Erik Schröter, Jahrgang 1964, geboren in Quedlinburg am Harz, in einer Beziehung lebend, eine Tochter.
Seine Lehre als Koch absolvierte er bis 1983 in Dessau, wo er bis 1986 auch in verschiedenen Restaurants arbeitete. Ab 1986 arbeitete er in der BRD u.a. in Oldenburg, am Tegernsee und in der Oberpfalz, bis er ab 1993 nach Mecklenburg-Vorpommern kam, erst in Buschwitz auf Rügen, dann in Gourmetrestaurants in Schwerin arbeitete und von 1998 bis 2005 ein eigenes Gourmetrestaurant „Schröters“ führte. Es folgte eine Tätigkeit als Küchendirektor im Schlosshotel Burg Schlitz. Ab Oktober 2007 leitete er bis Anfang 2010 ein Hotel in Ungarn am Balaton als Direktor und Küchenchef. Seit dem Frühjahr 2010 zog es ihn in die Schweiz, wo er bis 2018 in verschiedenen Gourmetrestaurants als Küchenchef wirkte und ab 2019 das Gasthaus „Zum Goldenen Sternen“ in Lüscherz am Bielersee als gleichberechtigter Geschäftsführer und Küchenchef übernahm. Er erhielt verschiedene kulinarische Auszeichnungen. Dazu gehörten 2011 Restaurant der Viva Michelin Stern, 2011 die Ehrung als Trendsetter des Jahres bei „Basel Geht Aus!“ und 2012 der Michelin-Stern im Restaurant „Matisse“ in Basel. Außerdem wurde er zweimal zum „Aufsteiger des Jahres“ im Bereich Baselland und Baselstadt geehrt und erhielt 17 Punkte Gault Millau.
Wie kommt man aus dem deutschen Osten in die weite Welt und lässt sich gar in der Schweiz heimisch nieder? Kulinarisches Vagabundentum oder Berufsverständnis?
Sie wissen ja, dass es in meinem Beruf sogenannte Lehr- und Wanderjahre gibt. Davon profitiert ein Koch ungemein. Ich habe diese Möglichkeit vor allem ab 1986 genutzt und mich im besten Sinne des Wortes „ausprobiert“ und mich in vielfältiger Weise weiterentwickelt.
Also alles heile Welt auf Ihrer kulinarischen Reise?

**IHRE AUFGABE**
Bitte geben Sie an, in welchem Restaurant Erik Schröter laut dem Quellenauszug 2012 den Michelin-Stern erhielt.

**VORLIEGENDE EINTRÄGE**
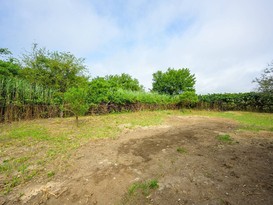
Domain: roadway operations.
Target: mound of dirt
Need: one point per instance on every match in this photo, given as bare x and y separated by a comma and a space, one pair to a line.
207, 171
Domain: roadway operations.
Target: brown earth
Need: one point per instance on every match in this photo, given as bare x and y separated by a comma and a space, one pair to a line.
209, 172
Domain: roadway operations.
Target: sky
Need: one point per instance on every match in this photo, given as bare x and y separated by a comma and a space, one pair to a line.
225, 43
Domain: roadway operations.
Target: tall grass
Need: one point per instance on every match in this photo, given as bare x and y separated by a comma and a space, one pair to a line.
20, 92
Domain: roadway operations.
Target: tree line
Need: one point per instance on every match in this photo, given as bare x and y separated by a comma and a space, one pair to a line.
49, 83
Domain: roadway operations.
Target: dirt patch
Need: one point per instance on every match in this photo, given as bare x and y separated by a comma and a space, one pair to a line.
208, 171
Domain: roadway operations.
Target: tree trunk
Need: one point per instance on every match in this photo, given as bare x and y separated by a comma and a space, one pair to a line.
77, 120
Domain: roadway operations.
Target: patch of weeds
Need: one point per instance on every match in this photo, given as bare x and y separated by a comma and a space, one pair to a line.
50, 174
144, 187
51, 153
9, 184
181, 150
30, 175
225, 138
6, 166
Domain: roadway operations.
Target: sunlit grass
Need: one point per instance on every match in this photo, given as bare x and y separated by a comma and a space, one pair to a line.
248, 120
27, 147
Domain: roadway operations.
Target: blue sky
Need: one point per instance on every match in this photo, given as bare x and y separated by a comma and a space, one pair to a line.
225, 43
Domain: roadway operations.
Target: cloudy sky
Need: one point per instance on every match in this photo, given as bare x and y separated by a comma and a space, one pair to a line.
225, 43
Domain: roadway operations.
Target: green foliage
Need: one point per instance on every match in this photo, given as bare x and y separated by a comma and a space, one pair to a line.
99, 90
20, 92
110, 88
9, 67
57, 70
265, 82
262, 102
173, 82
76, 101
144, 187
188, 99
181, 150
124, 81
225, 138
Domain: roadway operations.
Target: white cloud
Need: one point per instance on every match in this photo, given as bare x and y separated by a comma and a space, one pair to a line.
225, 43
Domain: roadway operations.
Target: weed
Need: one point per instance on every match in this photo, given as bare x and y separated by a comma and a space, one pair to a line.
224, 138
51, 174
181, 150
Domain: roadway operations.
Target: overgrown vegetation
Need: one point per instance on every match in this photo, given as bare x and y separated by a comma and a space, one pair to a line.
224, 138
181, 150
259, 102
44, 84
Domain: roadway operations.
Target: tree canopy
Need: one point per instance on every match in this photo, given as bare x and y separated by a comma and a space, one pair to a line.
265, 81
173, 82
9, 66
58, 70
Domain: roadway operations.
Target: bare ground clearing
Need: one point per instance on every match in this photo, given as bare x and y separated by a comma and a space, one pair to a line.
209, 172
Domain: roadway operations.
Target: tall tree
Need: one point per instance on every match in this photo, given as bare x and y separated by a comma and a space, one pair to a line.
58, 70
124, 81
173, 82
9, 66
265, 81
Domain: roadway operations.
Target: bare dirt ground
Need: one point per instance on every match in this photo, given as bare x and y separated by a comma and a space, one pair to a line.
209, 172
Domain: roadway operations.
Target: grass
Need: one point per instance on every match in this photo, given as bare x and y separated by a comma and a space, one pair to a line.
248, 120
181, 150
144, 187
225, 138
28, 148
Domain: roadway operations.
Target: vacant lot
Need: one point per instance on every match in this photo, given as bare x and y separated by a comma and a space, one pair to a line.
166, 157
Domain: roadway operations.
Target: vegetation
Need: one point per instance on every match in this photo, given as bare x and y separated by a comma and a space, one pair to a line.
181, 150
28, 151
246, 120
265, 81
50, 84
76, 99
173, 82
224, 138
261, 102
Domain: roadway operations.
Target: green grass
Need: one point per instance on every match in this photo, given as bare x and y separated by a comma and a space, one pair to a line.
143, 187
248, 120
224, 138
181, 150
28, 147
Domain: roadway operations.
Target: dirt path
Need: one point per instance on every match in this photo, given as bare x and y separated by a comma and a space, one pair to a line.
209, 172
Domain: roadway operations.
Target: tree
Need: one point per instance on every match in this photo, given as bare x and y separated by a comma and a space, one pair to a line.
173, 82
124, 81
57, 70
76, 101
102, 89
265, 82
188, 98
99, 90
9, 66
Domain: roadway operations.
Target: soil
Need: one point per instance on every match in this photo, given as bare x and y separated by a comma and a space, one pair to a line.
209, 172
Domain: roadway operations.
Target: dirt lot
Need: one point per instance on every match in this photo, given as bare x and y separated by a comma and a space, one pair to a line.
208, 171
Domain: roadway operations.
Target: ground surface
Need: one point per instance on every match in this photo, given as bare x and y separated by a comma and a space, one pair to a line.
207, 171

**LÖSUNG DER ÜBUNG**
Im Restaurant „Matisse“ in Basel.